ASSIGNED TASK 1: Transcribe the records word for word, from their first line through the line that contains "233V213L573 199H558L543 204L538", including both of those lines.

EXERCISE PASSAGE:
# # # #

# another newbie



## spyder (Nov 30, 2004)

Just wanted to introduce myself and say "hi!"  

I've been lurking for a bit and thought it was time to join up. I've currently got two tanks, a 26g and a 20g, neither of which are looking that great right now. In fact, the 26g will be coming apart soon so that I can make a fresh start, and at that time I am sure that I will have plenty of questions to ask! 

Here in the Bay Area there seems to be a fairly active plant club, but one can never have too much help and insight! :lol: 

Chris


----------



## tsunami (Jan 24, 2004)

Welcome to the forum, Chris! Are you a member of SFBAAPS?

Carlos


----------



## JanS (Apr 14, 2004)

Nice to meet you! And you already have an "Art avatar clone"....


----------



## spyder (Nov 30, 2004)

tsunami said:


> Welcome to the forum, Chris! Are you a member of SFBAAPS?

# # # #

[Stored data]
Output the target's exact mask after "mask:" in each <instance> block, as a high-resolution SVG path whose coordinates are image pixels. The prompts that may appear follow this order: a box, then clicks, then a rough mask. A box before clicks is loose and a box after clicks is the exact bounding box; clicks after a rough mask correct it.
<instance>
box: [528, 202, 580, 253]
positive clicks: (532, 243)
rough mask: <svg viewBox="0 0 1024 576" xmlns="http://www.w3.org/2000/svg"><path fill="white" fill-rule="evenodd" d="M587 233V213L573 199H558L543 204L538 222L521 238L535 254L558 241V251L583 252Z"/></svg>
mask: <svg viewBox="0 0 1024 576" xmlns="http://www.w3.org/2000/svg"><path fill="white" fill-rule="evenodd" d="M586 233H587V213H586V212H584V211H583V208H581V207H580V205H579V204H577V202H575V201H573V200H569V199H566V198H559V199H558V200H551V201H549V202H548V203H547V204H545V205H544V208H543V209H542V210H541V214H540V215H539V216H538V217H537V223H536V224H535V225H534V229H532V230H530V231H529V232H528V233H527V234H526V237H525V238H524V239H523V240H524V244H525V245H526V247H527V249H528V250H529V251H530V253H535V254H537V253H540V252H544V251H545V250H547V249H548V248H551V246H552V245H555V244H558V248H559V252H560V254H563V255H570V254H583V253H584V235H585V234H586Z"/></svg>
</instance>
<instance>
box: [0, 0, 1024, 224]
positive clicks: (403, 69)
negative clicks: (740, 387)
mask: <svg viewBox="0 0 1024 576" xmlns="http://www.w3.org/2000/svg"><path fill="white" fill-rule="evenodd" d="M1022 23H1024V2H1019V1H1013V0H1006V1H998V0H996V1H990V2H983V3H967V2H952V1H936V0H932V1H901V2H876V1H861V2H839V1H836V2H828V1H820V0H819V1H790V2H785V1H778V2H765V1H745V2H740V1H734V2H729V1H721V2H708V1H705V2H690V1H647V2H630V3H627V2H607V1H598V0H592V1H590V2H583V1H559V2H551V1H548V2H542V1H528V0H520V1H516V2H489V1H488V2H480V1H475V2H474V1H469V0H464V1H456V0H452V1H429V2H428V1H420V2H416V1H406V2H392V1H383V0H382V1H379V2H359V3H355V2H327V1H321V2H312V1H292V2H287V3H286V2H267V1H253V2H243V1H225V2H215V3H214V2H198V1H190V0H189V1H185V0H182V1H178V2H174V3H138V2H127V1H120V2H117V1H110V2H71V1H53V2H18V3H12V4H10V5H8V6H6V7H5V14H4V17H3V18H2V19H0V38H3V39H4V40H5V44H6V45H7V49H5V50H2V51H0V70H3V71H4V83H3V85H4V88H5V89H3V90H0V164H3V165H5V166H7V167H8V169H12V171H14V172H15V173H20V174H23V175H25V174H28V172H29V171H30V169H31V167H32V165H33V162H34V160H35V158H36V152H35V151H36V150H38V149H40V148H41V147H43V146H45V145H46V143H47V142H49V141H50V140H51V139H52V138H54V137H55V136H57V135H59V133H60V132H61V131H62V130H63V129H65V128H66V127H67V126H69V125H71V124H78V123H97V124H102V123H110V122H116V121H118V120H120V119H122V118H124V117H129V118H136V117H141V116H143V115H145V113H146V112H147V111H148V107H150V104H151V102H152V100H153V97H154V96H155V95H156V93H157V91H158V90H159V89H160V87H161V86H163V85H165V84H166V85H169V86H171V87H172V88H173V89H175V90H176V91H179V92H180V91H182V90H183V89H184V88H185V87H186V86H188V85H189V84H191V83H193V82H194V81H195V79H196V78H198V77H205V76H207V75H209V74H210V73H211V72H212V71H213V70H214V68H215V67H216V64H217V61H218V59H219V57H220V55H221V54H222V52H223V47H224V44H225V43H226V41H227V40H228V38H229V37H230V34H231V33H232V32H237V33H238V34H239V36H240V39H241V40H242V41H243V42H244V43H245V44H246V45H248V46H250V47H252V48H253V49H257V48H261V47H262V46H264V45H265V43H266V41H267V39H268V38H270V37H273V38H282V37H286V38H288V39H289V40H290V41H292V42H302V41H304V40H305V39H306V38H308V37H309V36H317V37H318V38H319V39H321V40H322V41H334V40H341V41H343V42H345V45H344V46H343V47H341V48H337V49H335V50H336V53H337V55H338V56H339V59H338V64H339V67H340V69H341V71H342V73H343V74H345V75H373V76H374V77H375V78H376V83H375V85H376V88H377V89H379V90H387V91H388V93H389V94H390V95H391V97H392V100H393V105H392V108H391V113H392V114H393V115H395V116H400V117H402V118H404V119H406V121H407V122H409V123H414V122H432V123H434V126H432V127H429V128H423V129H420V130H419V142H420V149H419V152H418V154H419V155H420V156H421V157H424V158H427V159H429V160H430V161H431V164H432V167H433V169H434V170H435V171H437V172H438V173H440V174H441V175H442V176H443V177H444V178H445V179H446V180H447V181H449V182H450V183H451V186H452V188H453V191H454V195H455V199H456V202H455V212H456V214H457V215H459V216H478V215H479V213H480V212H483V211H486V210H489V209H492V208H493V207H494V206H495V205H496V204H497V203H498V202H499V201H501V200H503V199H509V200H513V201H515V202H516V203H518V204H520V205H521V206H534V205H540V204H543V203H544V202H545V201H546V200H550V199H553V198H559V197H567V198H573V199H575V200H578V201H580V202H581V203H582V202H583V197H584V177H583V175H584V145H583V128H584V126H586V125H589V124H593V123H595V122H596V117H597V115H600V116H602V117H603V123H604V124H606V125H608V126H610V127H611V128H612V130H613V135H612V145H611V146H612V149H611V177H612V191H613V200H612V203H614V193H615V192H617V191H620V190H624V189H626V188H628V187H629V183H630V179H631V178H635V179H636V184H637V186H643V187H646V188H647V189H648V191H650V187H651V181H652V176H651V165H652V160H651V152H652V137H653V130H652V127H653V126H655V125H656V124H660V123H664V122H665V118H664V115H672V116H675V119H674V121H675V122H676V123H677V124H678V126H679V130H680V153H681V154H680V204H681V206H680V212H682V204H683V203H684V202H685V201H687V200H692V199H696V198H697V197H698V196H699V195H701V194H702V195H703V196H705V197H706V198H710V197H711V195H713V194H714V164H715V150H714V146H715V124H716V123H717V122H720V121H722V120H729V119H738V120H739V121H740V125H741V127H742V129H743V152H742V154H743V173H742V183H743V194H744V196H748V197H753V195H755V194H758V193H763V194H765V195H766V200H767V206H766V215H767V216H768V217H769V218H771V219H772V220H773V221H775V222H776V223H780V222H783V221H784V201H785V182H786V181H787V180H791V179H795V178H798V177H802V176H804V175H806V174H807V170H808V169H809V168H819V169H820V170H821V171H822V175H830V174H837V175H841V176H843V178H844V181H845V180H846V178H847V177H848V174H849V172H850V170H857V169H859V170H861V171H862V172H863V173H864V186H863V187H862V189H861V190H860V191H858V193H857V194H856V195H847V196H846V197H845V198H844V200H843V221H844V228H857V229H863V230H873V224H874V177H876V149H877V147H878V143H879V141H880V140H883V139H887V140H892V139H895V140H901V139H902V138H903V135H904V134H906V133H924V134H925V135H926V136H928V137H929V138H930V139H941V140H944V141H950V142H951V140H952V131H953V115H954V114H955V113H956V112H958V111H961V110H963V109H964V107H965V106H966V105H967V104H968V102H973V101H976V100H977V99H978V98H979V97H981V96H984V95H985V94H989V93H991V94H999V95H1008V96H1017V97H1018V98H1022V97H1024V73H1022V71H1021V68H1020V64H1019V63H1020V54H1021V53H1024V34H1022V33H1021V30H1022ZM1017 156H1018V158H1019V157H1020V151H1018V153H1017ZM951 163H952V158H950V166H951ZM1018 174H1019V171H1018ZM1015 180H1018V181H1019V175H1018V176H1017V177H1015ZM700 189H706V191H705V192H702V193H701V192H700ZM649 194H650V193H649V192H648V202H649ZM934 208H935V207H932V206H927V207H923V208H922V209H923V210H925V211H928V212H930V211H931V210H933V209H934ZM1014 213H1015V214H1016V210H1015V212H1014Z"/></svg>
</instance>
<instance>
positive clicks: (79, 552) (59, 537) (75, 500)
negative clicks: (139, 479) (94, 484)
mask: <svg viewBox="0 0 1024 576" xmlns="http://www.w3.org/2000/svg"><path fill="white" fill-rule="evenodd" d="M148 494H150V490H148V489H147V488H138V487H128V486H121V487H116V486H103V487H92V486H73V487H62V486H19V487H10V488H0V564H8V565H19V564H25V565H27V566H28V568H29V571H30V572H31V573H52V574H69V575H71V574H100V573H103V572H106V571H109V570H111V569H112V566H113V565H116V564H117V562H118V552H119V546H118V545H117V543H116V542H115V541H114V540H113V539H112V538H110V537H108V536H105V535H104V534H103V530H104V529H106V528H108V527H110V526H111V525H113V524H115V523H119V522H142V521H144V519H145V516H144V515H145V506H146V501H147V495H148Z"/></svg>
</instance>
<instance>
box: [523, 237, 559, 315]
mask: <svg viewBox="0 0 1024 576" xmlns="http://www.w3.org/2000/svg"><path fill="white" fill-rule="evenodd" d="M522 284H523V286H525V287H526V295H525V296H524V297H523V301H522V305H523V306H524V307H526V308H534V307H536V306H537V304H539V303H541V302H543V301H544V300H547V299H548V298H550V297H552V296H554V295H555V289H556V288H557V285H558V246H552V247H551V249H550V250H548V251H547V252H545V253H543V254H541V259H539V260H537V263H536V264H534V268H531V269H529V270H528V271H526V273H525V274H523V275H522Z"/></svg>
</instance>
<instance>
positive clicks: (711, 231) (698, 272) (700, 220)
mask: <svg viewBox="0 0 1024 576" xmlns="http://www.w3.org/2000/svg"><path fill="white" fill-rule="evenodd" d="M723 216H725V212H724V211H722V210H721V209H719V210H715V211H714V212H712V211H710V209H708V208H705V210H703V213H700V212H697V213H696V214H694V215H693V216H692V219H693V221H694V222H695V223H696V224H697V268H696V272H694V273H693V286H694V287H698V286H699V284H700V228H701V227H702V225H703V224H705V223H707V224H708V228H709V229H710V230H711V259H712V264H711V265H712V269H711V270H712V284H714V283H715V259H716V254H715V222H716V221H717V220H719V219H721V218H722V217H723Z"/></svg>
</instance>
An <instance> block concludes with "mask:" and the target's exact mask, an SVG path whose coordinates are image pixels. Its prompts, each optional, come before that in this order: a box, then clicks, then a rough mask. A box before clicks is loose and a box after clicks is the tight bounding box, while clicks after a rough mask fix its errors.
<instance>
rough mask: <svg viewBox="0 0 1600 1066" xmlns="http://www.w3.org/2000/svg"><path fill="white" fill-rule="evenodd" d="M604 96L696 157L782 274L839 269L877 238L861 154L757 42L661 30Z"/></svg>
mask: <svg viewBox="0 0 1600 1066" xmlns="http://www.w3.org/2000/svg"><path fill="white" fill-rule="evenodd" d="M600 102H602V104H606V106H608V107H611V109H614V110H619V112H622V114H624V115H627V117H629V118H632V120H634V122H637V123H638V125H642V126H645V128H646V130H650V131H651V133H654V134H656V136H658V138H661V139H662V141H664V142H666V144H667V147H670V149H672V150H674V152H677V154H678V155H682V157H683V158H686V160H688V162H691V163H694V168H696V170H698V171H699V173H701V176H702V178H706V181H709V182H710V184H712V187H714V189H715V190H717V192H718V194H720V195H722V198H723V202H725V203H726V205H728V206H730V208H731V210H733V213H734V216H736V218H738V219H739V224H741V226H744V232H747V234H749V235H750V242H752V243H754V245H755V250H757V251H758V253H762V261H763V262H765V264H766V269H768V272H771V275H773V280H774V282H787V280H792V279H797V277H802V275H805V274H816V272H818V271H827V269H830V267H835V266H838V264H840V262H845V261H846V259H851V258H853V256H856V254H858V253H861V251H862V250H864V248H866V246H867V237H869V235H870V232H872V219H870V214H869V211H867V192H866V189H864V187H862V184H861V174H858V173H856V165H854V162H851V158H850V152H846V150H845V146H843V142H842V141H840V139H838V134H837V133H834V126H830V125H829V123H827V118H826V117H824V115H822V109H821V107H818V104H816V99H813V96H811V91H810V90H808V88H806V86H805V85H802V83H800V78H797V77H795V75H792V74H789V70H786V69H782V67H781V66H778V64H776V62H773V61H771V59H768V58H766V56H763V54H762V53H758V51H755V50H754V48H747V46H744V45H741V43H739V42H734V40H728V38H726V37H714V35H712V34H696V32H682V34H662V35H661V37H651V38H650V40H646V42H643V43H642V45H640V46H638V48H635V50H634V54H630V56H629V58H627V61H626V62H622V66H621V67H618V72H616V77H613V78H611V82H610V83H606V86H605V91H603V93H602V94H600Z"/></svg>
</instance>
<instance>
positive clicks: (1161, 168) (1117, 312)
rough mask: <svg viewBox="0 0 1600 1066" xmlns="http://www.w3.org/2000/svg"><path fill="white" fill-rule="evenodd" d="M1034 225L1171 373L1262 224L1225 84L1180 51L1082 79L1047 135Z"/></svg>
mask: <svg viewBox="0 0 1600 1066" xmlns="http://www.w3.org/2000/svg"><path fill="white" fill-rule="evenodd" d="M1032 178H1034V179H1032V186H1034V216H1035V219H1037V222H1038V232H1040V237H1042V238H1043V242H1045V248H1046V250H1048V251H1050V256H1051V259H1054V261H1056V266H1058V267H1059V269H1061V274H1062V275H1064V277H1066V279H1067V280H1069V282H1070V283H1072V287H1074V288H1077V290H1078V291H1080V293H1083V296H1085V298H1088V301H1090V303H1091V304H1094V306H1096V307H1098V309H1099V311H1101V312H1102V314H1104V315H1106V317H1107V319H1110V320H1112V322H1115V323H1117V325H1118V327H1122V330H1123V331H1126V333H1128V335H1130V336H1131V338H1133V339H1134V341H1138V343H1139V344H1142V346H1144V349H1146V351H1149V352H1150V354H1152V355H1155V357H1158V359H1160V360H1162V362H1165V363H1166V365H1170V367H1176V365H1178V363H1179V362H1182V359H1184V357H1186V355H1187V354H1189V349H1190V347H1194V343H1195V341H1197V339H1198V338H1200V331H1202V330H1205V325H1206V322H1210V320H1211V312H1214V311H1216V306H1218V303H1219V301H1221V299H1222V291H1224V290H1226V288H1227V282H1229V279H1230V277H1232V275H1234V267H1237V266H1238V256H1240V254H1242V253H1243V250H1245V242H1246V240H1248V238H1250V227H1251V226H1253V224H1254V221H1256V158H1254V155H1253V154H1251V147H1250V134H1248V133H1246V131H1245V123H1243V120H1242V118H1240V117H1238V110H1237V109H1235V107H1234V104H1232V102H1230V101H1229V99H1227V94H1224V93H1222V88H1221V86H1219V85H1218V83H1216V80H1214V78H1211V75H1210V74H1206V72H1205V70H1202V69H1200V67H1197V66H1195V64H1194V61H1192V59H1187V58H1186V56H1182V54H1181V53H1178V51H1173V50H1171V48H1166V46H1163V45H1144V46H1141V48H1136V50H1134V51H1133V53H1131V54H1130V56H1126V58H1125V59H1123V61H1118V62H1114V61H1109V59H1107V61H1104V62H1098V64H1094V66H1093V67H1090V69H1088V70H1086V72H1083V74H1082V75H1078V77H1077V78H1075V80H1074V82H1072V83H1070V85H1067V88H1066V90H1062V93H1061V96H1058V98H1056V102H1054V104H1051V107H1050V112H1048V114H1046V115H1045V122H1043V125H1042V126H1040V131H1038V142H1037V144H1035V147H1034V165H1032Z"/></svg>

# # # #

ASSIGNED TASK 2: Continue the forum thread introducing a new member, beginning after its last line.

FINAL ANSWER 1:
Output the target's exact mask after "mask:" in each <instance> block, as a high-resolution SVG path whose coordinates are image pixels. The prompts that may appear follow this order: a box, then clicks, then a rough mask. A box before clicks is loose and a box after clicks is the exact bounding box; clicks after a rough mask correct it.
<instance>
box: [528, 202, 580, 253]
positive clicks: (532, 243)
rough mask: <svg viewBox="0 0 1024 576" xmlns="http://www.w3.org/2000/svg"><path fill="white" fill-rule="evenodd" d="M587 233V213L573 199H558L543 204L538 222L521 238L535 254L558 241V251L583 252Z"/></svg>

FINAL ANSWER 2:
Not officially! :roll: I'm on the email list, but that's about it so far. I am moving soon (just ~20 miles), so I am not looking to get any new plants or do much else other than "thought experiments" at the moment. Once we are settled in the new place, I will make a better effort at visiting with the local fish/plant groups, and perhaps becoming an official member.

After a many year hiatus, I got back into the aquarium hobby just a few years ago, which is coincidentally when I discovered how cool planted tanks were! Since then I have been learning a bit and trying a few things, but haven't done much move due to too much moving (TN -> MI -> CA!) and too few resources ($$), but now I am ready to dive in.

And there is a long answer to a short question!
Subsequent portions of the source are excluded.